** Source **
3 Notation and Formulation

The indices, parameters and variables of the proposed model are as follows:

Model indices:

i:

Client index.

j:

Potential site index.

l:

Echelon index; (l = 1, 2).

s:

Scenario index \(s\in S\)

Model parameters:

\({d}_{i}\):

Demand quantity of client \(i\) in the first echelon.

\({s}_{l,j}\):

Fixed cost of opening facility j in echelon l.

\({c}_{l,i,j}\):

Transportation cost per unit demand of client i in echelon l that is serviced by facility j.

\({h}_{l,i}\):

Penalty cost per unit of client i demand in echelon l if its demand is not met.

\({\beta }_{j}\):

Conversion coefficient of demand volume from the first echelon to the second echelon for facility j in the first echelon (1 ≤ β_j ≤ 2).

\({I}_{l}\):

Total number of clients in echelon l.

\({J}_{l}\):

Total number of potential sites in echelon l.

\({q}_{s}\):

Probability of scenario s.

\({b}_{l,j,s}\):

1 if facility j in echelon l is active and functional under scenario s; 0, otherwise.

G:

A positive large number.

Model variables:

\({y}_{l,j}\):

1 if facility \(j\) at echelon \(l\) is opened; 0, otherwise

\({X}_{l,i,j,s}\):

1 if client \(i\) assigned to facility \(j\) at echelon \(l\) under scenario \(s\); 0, otherwise

\({Z}_{l,i,s}\):

1 if demand of client \(i\) at echelon \(l\) is not met under scenario \(s\); 0, otherwise

\({u}_{i,j,s}\):

A positive variable specifies the demand of client \(i\) provided by facility \(j\) at second echelon under scenarios

\({v}_{i,s}\):

A positive variable specifies the demand of client \(i\) at second echelon that is not met under scenarios

The mathematical model of the TE-RFLP based on the scenario-based formulation is as follows:

$$\begin{aligned} \mathrm{Min}\sum_{l}\sum_{j\le {J}_{l}}{s}_{l,j}{y}_{l,j} & +\sum_{s}\left(\sum_{i\le {I}_{1}}\sum_{j\le {J}_{1}}{c}_{1,i,j }{d}_{i} {X}_{1,i,j,s}+\sum_{i\le {I}_{2}}\sum_{j\le {J}_{2}}{c}_{2,i,j }{u}_{i,j,s}\right){q}_{s} \\& +\sum_{s}\left(\sum_{i\le {I}_{1}}{ h}_{1,i}{d}_{i} {Z}_{1,i,s}+\sum_{i\le {I}_{2}}{ h}_{2,i}{v}_{i,s}\right){q}_{s} \end{aligned}$$
(1)

Data lines:
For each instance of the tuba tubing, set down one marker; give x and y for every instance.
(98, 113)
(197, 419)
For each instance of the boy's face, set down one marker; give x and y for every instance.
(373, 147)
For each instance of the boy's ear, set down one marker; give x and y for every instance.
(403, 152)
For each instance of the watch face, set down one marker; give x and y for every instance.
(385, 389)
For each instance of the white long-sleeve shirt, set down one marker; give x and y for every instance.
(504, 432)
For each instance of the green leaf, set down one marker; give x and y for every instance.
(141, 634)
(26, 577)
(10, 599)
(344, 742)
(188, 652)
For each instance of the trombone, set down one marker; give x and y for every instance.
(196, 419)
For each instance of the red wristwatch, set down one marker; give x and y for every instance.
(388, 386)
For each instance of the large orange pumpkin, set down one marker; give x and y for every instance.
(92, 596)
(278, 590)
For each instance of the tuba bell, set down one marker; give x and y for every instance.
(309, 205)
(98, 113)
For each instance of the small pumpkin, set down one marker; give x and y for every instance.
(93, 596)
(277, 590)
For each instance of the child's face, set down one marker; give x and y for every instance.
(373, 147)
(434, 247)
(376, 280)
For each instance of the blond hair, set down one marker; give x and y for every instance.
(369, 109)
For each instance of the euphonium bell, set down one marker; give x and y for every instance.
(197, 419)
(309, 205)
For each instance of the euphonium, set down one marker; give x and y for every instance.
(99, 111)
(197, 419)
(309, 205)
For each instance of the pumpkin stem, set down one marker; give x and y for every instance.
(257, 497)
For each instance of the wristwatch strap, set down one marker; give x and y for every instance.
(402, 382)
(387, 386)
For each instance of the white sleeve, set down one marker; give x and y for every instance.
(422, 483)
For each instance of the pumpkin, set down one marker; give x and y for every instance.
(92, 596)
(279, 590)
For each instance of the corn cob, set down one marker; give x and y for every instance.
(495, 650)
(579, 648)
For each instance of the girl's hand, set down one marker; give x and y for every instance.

** Aim of the task **
Write out, word for word, the stretch of the notation section from "Transportation cost per" through "clients in echelon l.". The records were drawn from a separate source and are unrelated to the notation section.

** Output of the task **
Transportation cost per unit demand of client i in echelon l that is serviced by facility j.

\({h}_{l,i}\):

Penalty cost per unit of client i demand in echelon l if its demand is not met.

\({\beta }_{j}\):

Conversion coefficient of demand volume from the first echelon to the second echelon for facility j in the first echelon (1 ≤ β_j ≤ 2).

\({I}_{l}\):

Total number of clients in echelon l.